ACTIVITIES:
**1.** According to the Jack Ellena profile, which team did he play for in 1957?
**2.** Translate this sentence from the Jack Ellena profile into Spanish: "Jack Duane Ellena (October 27, 1931 – March 23, 2012) was an American professional football player."

READING PASSAGE:
----------
Personal information
- Born: October 27, 1931 Susanville, California, U.S.
- Died: March 23, 2012 (aged 80) Palm Desert, California, U.S.
- Listed height: 6 ft 1 in (1.85 m)
- Listed weight: 225 lb (102 kg)

Career information
- College: UCLA
- NFL draft: 1953: 19th round, 229th overall pick

Career history
- Los Angeles Rams (1955–1956); Toronto Argonauts (1957);

Awards and highlights
- National champion (1954); Consensus All-American (1954); UPI Lineman of the Year (1954); 3× First-team All-PCC (1952, 1953, 1954); UCLA Athletics Hall of Fame;

Career NFL statistics
- Games played: 21
- Games started: 4
- Fumble recoveries: 3
- Stats at Pro Football Reference

= Jack Ellena =

American football player (1931–2012)

Jack Duane Ellena (October 27, 1931 – March 23, 2012) was an American professional football player.
----------
PROVIDED MATERIAL:
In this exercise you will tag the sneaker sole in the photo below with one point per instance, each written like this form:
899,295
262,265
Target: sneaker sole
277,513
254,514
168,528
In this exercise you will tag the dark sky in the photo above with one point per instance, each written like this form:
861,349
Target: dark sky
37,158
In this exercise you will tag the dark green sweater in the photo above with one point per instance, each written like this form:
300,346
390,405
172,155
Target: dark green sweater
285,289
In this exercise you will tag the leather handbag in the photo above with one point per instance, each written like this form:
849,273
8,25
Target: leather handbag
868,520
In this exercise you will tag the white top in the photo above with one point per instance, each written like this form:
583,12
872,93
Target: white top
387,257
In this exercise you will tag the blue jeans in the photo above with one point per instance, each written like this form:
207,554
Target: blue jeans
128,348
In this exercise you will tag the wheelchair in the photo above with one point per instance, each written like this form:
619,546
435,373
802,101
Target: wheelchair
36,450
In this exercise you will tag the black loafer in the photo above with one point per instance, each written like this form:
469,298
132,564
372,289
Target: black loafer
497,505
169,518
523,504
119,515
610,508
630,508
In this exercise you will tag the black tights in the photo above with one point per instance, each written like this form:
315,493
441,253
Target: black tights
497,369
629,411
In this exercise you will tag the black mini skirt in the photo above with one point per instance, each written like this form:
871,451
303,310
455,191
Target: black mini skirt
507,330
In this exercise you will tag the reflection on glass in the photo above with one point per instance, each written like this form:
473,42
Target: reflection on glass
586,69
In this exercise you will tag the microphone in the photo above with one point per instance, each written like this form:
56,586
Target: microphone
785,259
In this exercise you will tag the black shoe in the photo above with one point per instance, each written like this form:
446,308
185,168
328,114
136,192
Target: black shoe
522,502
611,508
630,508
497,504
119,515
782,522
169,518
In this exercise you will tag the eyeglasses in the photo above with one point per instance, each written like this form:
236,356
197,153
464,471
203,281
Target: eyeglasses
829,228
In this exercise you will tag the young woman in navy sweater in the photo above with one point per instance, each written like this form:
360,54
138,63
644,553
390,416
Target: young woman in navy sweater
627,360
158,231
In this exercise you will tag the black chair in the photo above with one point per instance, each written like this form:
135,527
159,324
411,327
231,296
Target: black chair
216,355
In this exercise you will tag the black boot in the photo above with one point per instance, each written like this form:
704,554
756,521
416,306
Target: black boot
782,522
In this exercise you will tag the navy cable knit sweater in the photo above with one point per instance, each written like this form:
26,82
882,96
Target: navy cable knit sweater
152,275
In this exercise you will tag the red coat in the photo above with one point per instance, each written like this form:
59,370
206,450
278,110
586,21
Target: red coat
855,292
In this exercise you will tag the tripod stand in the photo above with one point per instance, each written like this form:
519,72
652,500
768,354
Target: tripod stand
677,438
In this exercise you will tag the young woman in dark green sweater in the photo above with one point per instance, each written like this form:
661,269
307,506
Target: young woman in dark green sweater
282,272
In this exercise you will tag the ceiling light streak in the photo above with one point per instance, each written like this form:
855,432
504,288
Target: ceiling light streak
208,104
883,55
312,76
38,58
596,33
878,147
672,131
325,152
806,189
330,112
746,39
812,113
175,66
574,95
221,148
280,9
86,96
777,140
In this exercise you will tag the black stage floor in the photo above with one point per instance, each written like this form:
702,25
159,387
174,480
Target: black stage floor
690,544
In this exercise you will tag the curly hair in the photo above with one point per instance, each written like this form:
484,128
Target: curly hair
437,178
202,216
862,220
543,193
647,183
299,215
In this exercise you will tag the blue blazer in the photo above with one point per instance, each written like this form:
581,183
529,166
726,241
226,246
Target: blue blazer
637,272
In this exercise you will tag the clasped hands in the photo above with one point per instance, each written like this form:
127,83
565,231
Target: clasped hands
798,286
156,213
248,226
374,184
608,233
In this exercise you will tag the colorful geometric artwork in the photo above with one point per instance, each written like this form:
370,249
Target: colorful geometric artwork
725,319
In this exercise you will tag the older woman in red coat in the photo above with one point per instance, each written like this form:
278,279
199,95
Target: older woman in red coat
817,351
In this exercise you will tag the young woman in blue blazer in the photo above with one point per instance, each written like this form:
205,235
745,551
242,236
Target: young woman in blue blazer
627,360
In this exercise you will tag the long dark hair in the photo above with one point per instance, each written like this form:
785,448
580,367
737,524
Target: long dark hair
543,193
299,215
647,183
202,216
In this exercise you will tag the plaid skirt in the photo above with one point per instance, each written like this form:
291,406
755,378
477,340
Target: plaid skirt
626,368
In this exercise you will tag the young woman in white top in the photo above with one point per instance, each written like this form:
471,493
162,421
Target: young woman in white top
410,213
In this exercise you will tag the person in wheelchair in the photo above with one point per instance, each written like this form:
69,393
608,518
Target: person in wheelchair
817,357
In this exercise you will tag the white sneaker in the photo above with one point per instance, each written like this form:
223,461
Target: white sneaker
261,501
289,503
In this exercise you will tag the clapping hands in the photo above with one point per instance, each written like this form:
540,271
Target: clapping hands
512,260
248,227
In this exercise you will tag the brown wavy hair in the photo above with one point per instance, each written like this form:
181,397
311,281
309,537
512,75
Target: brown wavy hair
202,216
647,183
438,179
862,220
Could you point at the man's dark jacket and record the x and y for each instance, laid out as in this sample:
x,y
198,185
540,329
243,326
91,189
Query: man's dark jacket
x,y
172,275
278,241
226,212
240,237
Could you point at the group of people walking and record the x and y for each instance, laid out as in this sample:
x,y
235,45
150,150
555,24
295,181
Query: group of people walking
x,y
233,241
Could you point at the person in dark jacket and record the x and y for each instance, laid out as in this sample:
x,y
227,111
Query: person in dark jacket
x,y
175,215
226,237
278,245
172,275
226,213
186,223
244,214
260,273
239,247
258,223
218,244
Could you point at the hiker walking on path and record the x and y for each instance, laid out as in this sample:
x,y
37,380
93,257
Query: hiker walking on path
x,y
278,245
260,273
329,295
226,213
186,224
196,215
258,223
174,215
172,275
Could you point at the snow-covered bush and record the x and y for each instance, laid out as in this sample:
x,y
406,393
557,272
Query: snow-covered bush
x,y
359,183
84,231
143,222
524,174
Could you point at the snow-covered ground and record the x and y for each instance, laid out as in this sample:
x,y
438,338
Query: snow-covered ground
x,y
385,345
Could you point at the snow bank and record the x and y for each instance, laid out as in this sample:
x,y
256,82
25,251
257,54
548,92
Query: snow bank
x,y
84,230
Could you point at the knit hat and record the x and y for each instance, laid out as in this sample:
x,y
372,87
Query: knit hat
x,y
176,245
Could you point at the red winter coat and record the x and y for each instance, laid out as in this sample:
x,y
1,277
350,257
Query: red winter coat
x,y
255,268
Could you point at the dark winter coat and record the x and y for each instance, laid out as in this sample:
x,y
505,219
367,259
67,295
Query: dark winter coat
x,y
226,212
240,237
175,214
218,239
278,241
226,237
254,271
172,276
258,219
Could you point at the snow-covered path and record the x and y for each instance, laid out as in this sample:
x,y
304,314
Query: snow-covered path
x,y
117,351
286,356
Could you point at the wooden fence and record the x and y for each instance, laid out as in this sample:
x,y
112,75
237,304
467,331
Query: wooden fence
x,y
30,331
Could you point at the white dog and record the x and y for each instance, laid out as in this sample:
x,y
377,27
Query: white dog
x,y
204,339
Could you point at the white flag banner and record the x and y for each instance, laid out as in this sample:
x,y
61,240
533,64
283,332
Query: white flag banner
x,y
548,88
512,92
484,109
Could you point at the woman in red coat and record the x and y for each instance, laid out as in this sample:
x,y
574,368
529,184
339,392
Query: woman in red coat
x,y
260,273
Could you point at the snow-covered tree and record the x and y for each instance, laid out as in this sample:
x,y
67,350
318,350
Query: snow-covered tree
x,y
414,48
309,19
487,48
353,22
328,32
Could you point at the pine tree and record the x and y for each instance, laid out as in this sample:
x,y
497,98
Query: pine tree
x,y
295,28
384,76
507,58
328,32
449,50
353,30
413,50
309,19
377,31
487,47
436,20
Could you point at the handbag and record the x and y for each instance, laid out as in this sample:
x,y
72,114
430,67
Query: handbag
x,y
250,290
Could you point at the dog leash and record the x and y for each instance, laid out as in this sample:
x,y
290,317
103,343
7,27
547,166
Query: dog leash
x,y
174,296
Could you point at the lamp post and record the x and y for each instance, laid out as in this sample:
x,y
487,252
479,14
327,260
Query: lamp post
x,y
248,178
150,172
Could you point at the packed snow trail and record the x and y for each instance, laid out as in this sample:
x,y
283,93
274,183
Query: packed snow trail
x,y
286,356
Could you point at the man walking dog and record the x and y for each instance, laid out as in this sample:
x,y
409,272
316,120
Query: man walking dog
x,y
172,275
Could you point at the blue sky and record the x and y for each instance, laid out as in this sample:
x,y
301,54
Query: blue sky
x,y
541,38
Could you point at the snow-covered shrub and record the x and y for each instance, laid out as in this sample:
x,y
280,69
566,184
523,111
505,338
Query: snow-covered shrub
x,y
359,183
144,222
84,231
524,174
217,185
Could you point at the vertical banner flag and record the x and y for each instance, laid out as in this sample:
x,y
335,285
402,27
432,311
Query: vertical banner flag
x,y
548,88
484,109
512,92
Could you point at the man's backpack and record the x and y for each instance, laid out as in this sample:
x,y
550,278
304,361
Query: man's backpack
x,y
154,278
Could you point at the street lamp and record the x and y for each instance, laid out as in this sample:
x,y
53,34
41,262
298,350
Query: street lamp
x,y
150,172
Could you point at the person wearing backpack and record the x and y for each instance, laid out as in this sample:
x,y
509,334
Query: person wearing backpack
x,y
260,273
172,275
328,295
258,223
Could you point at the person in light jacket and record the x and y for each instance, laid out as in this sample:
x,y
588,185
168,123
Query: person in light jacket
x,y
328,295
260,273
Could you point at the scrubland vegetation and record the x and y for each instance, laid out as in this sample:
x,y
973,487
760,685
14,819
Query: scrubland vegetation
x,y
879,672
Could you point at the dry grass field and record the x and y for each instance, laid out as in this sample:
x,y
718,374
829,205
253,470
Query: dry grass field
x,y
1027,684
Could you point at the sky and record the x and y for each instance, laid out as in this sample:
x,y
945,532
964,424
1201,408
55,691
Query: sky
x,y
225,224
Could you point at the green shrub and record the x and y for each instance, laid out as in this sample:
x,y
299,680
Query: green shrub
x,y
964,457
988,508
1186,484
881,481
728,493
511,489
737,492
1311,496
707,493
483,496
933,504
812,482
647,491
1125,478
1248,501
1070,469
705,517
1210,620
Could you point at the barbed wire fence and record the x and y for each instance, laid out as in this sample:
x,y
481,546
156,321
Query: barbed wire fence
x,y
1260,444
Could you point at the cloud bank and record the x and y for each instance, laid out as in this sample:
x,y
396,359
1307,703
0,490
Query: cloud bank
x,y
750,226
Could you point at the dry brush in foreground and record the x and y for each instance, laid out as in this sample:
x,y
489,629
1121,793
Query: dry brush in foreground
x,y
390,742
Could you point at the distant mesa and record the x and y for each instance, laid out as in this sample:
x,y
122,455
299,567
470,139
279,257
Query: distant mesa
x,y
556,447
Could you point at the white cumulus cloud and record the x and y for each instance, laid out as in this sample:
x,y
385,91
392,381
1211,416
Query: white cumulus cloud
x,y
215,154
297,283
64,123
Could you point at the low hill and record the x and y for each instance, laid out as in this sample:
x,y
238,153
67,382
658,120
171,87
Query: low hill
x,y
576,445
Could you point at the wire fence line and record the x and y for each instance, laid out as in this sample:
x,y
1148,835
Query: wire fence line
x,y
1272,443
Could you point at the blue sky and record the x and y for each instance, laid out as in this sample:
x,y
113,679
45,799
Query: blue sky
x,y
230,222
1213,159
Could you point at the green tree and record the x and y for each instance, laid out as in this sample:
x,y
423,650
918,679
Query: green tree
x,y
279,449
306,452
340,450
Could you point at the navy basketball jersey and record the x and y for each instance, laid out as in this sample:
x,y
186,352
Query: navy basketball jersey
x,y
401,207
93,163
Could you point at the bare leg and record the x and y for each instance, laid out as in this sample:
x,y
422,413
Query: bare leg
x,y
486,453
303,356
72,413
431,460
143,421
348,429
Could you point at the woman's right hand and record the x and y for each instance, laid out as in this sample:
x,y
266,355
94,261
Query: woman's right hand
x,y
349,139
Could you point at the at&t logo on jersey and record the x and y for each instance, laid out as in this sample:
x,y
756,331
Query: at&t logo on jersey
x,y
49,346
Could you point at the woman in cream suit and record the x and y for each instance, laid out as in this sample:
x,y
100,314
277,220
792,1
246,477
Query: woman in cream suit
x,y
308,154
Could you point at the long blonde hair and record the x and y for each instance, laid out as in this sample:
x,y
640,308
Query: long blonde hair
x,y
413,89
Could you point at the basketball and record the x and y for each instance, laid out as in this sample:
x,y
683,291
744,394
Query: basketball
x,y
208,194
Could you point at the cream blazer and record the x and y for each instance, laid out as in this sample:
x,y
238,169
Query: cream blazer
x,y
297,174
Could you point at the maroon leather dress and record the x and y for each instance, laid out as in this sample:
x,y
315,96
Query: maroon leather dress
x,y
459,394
----------
ANSWERS PER TASK:
**1.** The Toronto Argonauts.

**2.** Jack Duane Ellena (27 de octubre de 1931 – 23 de marzo de 2012) fue un jugador estadounidense de fútbol americano profesional.